_EXCERPT_
☆ ☆ ☆

/*
 * This file is part of the openHiTLS project.
 *
 * openHiTLS is licensed under the Mulan PSL v2.
 * You can use this software according to the terms and conditions of the Mulan PSL v2.
 * You may obtain a copy of Mulan PSL v2 at:
 *
 *     http://license.coscl.org.cn/MulanPSL2
 *
 * THIS SOFTWARE IS PROVIDED ON AN "AS IS" BASIS, WITHOUT WARRANTIES OF ANY KIND,
 * EITHER EXPRESS OR IMPLIED, INCLUDING BUT NOT LIMITED TO NON-INFRINGEMENT,
 * MERCHANTABILITY OR FIT FOR A PARTICULAR PURPOSE.
 * See the Mulan PSL v2 for more details.
 */

#ifndef CRYPT_SHA2_H
#define CRYPT_SHA2_H

#include "hitls_build.h"
#ifdef HITLS_CRYPTO_SHA2

#include <stdint.h>
#include <stdlib.h>
#include "crypt_types.h"
#include "bsl_params.h"

☆ ☆ ☆

According to the header file above, which license is openHiTLS released under?

_DATA SUPPLIED_
☆ ☆ ☆

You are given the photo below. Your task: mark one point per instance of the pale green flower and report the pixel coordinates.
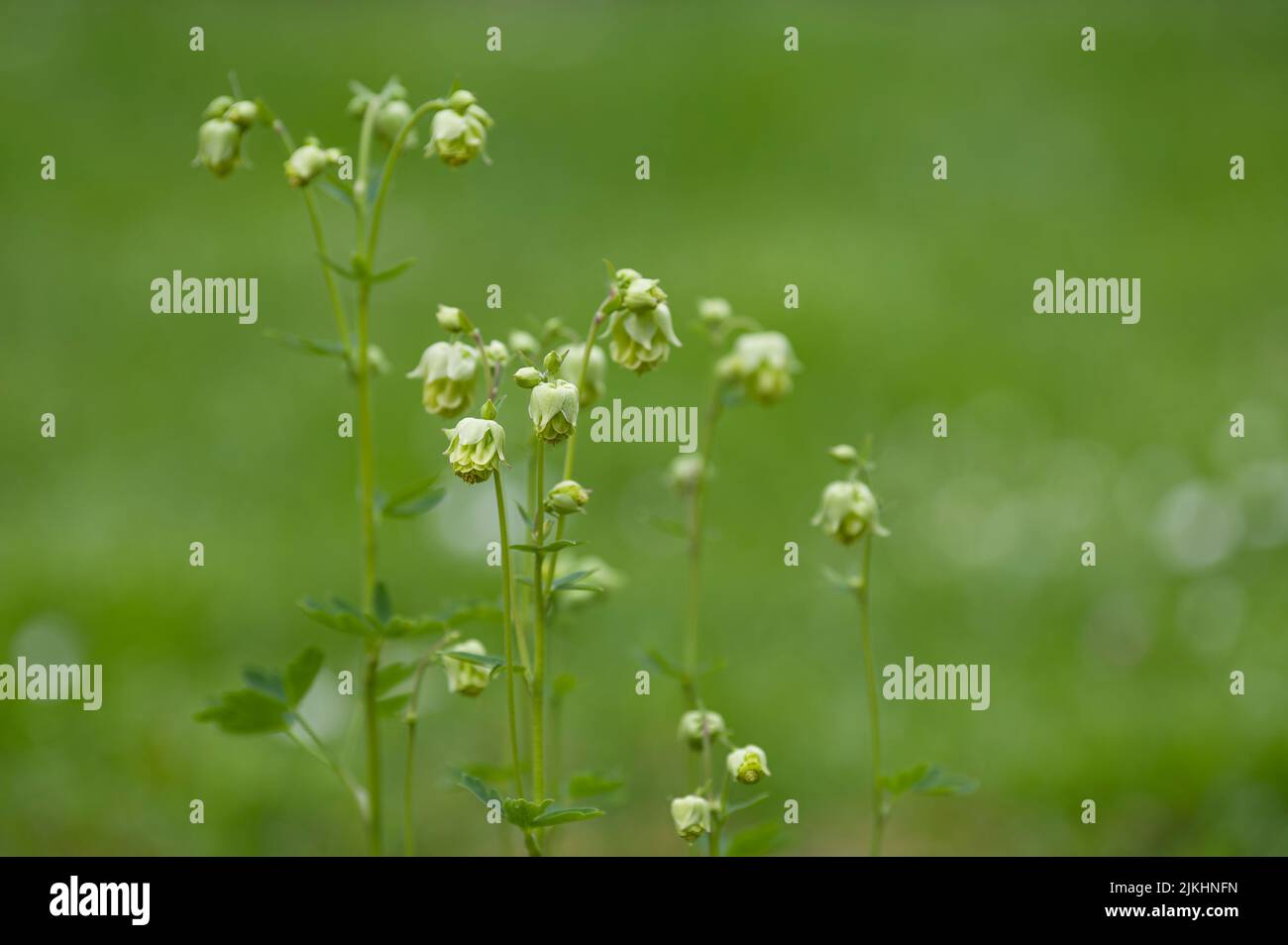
(459, 133)
(763, 364)
(748, 765)
(476, 447)
(567, 497)
(692, 816)
(692, 722)
(553, 409)
(449, 369)
(848, 511)
(463, 678)
(219, 146)
(308, 161)
(595, 368)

☆ ☆ ☆

_ANSWER TO THE PROBLEM_
The Mulan PSL v2.